### EXERCISE GOAL
Skip every picture and copy only the lines from the one containing "of the distant" to the final line of the records below.

Entries taken from a collection:

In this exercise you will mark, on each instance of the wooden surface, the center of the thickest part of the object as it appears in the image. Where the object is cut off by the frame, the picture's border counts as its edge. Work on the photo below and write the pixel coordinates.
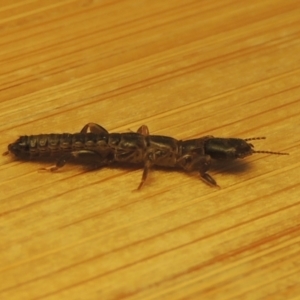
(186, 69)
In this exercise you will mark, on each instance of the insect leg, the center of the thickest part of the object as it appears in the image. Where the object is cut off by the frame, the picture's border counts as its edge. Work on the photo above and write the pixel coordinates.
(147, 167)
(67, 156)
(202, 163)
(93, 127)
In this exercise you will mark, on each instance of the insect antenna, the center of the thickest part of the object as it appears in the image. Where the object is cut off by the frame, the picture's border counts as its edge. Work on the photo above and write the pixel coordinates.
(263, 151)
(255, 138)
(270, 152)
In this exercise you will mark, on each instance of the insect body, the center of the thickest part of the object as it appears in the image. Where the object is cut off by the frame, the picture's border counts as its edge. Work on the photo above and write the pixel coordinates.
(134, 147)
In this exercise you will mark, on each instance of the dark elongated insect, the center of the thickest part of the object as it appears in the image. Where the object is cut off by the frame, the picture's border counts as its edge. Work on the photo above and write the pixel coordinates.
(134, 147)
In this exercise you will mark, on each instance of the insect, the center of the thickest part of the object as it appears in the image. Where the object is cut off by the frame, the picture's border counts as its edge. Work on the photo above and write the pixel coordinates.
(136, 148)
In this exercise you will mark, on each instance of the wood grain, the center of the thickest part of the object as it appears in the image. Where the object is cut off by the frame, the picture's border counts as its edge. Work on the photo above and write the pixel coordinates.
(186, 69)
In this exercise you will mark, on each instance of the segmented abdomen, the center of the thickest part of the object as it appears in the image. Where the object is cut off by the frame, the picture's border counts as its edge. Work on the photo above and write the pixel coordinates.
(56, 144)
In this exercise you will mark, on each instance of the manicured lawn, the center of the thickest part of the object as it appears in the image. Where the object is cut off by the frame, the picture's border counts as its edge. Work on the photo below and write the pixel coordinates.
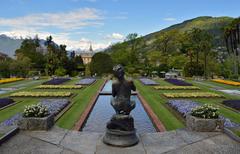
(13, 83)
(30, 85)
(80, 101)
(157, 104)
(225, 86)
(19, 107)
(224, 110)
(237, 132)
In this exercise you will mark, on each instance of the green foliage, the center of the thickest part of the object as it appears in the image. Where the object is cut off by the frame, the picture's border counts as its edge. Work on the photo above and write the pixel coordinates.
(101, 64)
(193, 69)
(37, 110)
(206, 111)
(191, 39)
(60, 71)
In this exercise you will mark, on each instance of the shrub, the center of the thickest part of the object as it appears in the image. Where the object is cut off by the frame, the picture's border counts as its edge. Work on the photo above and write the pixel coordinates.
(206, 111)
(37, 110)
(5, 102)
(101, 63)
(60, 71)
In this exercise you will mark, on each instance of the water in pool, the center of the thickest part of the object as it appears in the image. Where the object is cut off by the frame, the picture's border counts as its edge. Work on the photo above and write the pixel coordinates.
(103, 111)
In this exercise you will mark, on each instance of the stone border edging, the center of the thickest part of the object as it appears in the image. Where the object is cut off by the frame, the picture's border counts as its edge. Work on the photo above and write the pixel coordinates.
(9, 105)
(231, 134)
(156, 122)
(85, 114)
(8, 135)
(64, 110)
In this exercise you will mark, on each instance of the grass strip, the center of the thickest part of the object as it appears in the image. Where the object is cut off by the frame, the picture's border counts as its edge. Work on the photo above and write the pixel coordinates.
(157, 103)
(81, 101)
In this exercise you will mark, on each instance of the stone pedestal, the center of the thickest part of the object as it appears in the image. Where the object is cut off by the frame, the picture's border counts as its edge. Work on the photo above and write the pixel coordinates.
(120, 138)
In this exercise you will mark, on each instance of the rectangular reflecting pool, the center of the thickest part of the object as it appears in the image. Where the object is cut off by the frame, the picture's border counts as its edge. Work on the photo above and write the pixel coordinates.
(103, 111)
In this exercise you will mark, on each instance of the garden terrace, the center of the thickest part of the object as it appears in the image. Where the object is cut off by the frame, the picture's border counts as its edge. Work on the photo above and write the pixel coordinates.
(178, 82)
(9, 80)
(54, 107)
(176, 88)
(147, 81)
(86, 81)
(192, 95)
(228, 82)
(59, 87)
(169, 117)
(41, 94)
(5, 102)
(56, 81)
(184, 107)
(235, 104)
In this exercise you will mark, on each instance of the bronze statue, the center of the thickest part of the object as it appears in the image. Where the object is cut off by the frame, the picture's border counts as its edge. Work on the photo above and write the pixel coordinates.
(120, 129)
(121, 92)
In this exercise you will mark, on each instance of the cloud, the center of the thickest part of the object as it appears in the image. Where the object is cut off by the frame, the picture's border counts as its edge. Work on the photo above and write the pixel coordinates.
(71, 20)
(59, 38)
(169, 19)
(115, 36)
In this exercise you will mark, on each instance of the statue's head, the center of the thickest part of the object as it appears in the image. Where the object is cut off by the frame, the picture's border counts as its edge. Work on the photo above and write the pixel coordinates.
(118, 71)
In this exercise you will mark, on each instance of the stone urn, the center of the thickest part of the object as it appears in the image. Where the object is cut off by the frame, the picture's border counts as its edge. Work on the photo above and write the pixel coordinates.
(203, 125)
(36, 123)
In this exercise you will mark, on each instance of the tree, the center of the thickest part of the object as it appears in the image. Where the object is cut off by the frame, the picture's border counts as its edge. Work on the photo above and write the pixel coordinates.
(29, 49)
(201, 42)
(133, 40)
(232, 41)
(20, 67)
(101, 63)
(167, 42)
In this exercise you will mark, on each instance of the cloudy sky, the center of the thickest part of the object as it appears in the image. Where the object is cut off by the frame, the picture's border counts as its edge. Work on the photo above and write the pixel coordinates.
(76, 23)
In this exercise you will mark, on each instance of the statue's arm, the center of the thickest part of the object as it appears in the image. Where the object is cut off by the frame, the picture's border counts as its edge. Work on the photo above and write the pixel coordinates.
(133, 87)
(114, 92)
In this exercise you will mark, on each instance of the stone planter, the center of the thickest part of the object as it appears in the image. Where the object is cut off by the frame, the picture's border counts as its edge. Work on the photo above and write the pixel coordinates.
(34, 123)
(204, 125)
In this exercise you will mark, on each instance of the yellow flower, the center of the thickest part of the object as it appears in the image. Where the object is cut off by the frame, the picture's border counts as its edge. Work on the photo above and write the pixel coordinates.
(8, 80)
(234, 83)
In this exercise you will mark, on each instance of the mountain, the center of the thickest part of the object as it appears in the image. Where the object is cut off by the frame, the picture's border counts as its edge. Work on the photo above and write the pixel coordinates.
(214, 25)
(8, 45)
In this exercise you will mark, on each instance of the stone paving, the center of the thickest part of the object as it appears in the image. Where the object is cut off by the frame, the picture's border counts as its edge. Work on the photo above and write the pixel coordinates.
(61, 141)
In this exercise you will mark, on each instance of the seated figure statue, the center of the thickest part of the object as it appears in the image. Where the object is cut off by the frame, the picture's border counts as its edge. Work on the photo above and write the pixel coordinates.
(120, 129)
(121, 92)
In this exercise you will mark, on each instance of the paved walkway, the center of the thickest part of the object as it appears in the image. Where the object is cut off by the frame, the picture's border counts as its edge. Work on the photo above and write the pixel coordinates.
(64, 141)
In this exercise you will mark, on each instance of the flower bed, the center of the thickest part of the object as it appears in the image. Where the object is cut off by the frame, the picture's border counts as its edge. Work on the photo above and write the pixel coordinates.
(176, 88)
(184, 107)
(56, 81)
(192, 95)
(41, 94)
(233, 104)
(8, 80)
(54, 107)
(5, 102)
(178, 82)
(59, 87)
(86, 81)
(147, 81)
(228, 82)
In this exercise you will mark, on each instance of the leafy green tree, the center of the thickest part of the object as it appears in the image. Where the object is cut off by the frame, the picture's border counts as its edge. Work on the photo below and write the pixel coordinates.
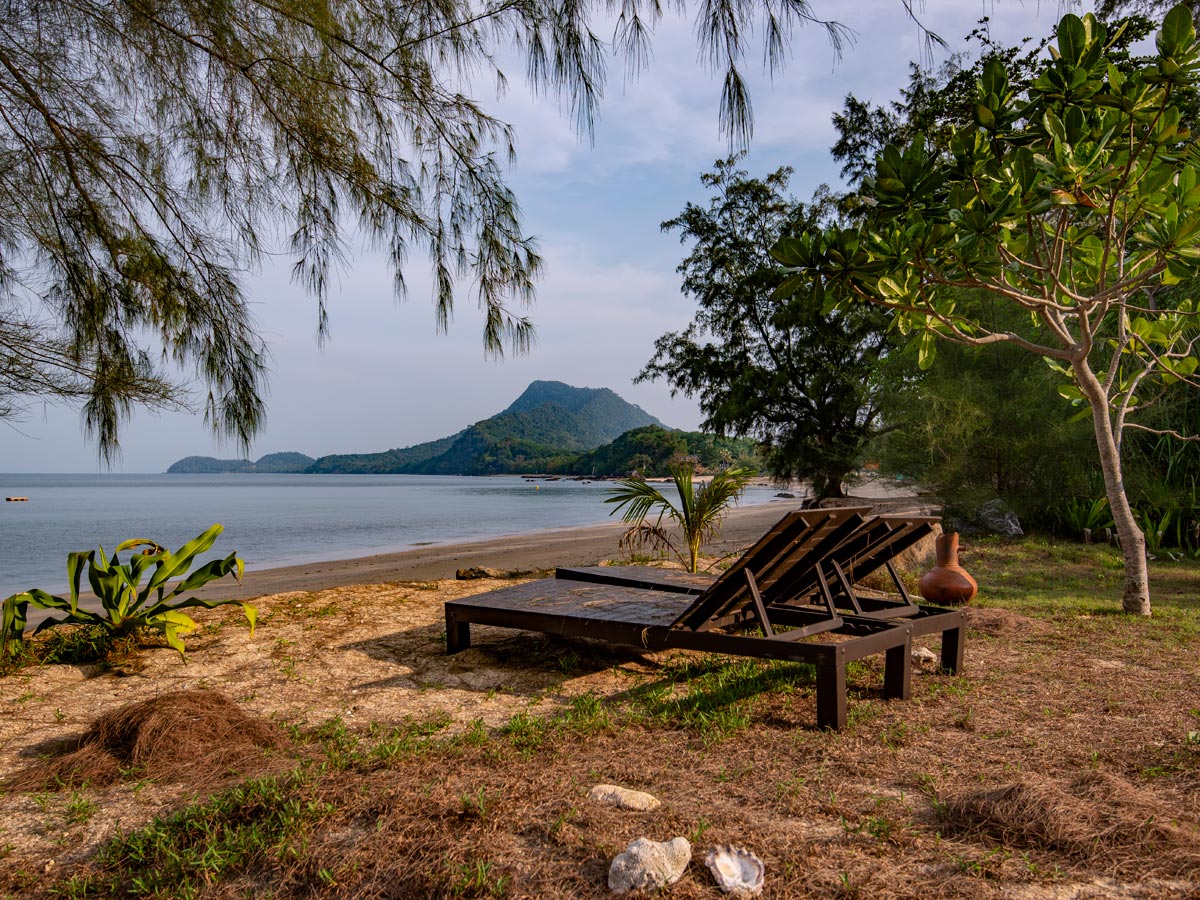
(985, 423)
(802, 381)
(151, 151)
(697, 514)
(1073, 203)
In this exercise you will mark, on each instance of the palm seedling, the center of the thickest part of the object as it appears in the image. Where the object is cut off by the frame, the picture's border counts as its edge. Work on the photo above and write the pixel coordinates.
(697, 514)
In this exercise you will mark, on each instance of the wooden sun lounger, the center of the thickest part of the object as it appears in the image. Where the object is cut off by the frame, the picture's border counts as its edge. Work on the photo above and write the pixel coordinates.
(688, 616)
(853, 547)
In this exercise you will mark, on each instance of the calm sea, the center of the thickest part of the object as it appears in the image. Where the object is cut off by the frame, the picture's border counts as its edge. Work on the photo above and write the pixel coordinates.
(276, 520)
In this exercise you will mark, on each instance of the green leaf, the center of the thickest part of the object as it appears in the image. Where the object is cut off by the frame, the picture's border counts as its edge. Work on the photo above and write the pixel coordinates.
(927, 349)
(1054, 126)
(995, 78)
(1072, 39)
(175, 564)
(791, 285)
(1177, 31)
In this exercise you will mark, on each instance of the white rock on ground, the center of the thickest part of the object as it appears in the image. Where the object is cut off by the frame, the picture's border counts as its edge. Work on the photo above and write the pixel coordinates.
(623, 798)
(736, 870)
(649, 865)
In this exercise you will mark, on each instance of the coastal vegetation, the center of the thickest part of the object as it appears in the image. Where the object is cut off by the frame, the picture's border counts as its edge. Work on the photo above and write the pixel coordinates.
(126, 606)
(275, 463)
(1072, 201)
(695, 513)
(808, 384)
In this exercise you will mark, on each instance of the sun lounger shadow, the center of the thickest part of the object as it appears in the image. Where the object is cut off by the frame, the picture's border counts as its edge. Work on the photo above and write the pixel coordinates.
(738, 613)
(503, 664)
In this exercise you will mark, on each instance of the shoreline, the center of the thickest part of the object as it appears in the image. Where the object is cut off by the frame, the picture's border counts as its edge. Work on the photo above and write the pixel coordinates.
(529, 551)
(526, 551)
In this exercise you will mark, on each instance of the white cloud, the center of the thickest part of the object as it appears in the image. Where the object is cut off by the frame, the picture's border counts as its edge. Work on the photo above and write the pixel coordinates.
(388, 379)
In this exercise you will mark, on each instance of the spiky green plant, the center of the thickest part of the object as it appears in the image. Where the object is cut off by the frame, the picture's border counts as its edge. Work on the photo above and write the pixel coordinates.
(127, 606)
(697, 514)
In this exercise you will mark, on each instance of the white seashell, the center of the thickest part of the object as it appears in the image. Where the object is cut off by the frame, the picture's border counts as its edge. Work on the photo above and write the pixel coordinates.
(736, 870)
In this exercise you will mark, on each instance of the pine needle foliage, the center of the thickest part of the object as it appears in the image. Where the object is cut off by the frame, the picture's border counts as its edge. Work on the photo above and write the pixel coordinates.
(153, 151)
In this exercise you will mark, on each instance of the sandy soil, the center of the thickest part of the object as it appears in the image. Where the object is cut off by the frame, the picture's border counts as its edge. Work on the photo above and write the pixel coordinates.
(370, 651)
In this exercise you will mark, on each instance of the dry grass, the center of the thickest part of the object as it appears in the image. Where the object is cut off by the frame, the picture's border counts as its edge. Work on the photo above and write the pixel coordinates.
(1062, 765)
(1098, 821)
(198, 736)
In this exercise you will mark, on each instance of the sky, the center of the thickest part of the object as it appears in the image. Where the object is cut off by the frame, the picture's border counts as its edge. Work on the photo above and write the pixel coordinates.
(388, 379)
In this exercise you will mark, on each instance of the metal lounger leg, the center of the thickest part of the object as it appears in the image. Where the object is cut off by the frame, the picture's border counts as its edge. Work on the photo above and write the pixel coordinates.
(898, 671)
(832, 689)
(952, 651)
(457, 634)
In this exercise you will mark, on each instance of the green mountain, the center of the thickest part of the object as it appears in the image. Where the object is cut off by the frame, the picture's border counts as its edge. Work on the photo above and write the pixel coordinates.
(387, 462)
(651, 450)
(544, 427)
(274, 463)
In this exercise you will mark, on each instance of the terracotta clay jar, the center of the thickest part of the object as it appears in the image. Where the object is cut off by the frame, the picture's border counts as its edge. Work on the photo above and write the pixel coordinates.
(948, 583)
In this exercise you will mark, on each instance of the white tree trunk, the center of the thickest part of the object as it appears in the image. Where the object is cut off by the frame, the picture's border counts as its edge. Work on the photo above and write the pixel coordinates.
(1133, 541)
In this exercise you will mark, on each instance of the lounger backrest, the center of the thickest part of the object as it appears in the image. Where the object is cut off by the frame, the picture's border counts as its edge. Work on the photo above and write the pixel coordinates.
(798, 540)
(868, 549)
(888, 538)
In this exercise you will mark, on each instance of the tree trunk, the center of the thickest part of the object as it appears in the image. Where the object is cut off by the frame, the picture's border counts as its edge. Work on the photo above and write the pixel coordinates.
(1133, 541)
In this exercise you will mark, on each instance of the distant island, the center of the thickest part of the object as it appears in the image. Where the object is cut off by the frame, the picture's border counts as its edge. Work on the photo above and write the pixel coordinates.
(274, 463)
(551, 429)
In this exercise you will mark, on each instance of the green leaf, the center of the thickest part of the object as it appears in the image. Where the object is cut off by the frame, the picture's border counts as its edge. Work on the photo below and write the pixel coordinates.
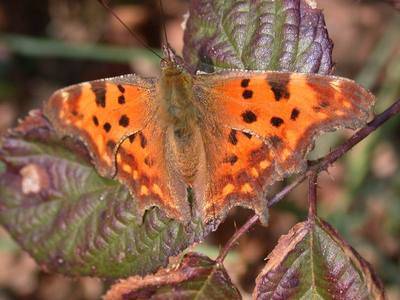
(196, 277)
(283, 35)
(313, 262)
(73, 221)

### ANSWER TO THE EXERCISE
In this exercise you will mark, on each instance of the distant island, the center of the thickest part of the object as it appears in the image. Where the object is cut off by the frame, the picture's border counts as its edge. Work on the photo above and write the pixel coordinates.
(274, 463)
(551, 429)
In this exercise you will mark, on each instance of the green leaf, the center of the thickest part of the object as it appears in the image. Where the object is cut off by the frame, the picture's border counts as its edge. Work on the photo below and write the pixel coordinates.
(196, 277)
(283, 35)
(313, 262)
(73, 221)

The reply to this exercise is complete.